Referring expression data
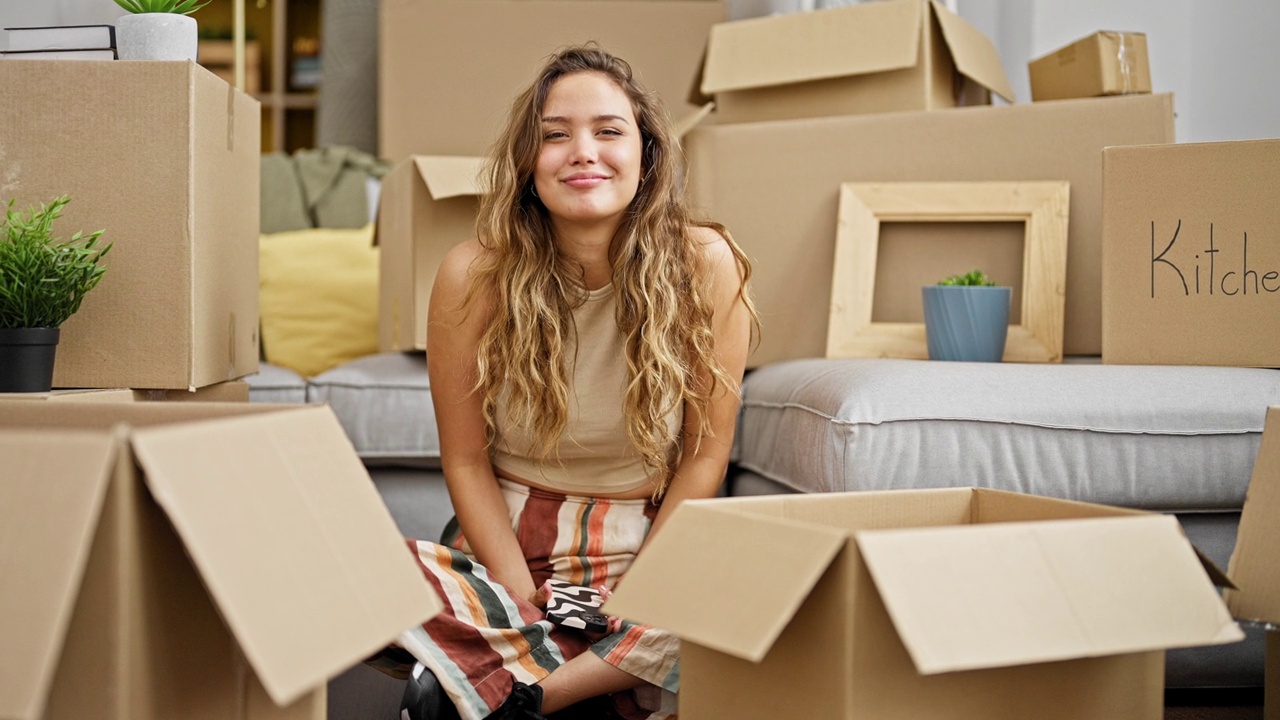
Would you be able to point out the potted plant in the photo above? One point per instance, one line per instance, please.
(158, 30)
(967, 318)
(42, 283)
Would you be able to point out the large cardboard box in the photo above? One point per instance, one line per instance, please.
(1104, 63)
(449, 69)
(165, 158)
(1191, 254)
(428, 205)
(1255, 566)
(190, 560)
(960, 604)
(776, 186)
(871, 58)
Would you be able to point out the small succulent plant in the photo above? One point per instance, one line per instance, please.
(970, 278)
(177, 7)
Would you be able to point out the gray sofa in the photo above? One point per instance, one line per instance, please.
(1170, 440)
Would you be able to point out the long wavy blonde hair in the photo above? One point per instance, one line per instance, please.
(663, 304)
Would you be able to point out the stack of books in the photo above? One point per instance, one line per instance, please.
(62, 42)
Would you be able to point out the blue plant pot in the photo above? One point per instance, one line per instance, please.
(967, 323)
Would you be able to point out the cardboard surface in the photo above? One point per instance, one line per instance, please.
(428, 205)
(1104, 63)
(844, 656)
(451, 68)
(104, 395)
(1191, 254)
(992, 596)
(1255, 566)
(174, 181)
(776, 186)
(869, 58)
(310, 577)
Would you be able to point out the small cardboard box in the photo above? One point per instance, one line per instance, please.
(871, 58)
(449, 69)
(1255, 566)
(165, 158)
(1191, 254)
(1104, 63)
(426, 206)
(961, 604)
(191, 560)
(776, 187)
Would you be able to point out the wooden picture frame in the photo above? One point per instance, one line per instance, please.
(863, 206)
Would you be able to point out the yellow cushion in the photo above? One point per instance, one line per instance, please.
(318, 297)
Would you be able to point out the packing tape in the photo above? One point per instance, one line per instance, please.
(1124, 54)
(231, 118)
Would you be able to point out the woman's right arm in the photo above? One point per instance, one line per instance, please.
(452, 346)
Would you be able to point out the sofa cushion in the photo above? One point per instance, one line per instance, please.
(384, 404)
(1152, 437)
(273, 383)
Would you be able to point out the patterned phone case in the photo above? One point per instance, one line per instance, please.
(575, 606)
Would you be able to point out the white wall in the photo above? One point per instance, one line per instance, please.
(1216, 57)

What to work on: Exact reproduction of the entries above is required, with pictures excluded.

Output for this task:
Would you be able to point out the potted plant in the photo above? One point per instance, one line per instance, please.
(158, 30)
(967, 318)
(42, 283)
Would you be able to point out the large cardboard box in the photo above? One point per instance, one line per instance, please.
(1104, 63)
(449, 69)
(165, 158)
(1191, 254)
(428, 205)
(1255, 566)
(190, 560)
(960, 604)
(776, 186)
(871, 58)
Would you be able to point out the small succulent plant in the photo above? One point per instance, one line per instance, please.
(970, 278)
(177, 7)
Would you be able to point out the gray sofa in the photo above? One point per instance, one line per instance, please.
(1170, 440)
Would you be able to point out the long wavy blonde hair in the photo above? One point per instance, one line per instance, please.
(663, 304)
Would you be able to point out the stack of books in the photo above? One point per instance, one line per instance, please.
(62, 42)
Would you be able to point out the blue plant pot in the photo above? One point per instance, one line per instance, please.
(967, 323)
Would you be able to point out the cardboard surface in the photo above? One point per instance, one line per instance, please.
(428, 205)
(1104, 63)
(844, 656)
(451, 68)
(104, 395)
(1191, 254)
(992, 596)
(1255, 566)
(174, 181)
(776, 186)
(869, 58)
(310, 577)
Would you be able to point out the small cardboard box in the photo above? One point per instance, one line per instance, please.
(871, 58)
(449, 69)
(1255, 566)
(165, 158)
(1191, 254)
(1104, 63)
(426, 206)
(961, 604)
(191, 560)
(776, 187)
Would you be able to point out the wooden picture frame in the photo above? One point per instance, one line per instance, please.
(863, 206)
Would you be able to point out the yellow cushion in the photo above? One point per instance, one line per instance, please.
(318, 297)
Would you be able to point out the packing tape in the photo above? One point per instance, one line per instance, please.
(1124, 54)
(231, 118)
Would you be able to point out the woman's right arm in the photo above? One point per instance, one line per instance, please.
(452, 346)
Would you be able to point out the sofa cushion in the photo above? One point per instance, one line per instance, please.
(384, 404)
(1152, 437)
(273, 383)
Would you be able to point out the patterned phone case in the photo above? One point per instance, one line per instance, please.
(575, 606)
Would you be able to point out the white wall in the photo above? One point per instance, one line per instance, please.
(1216, 57)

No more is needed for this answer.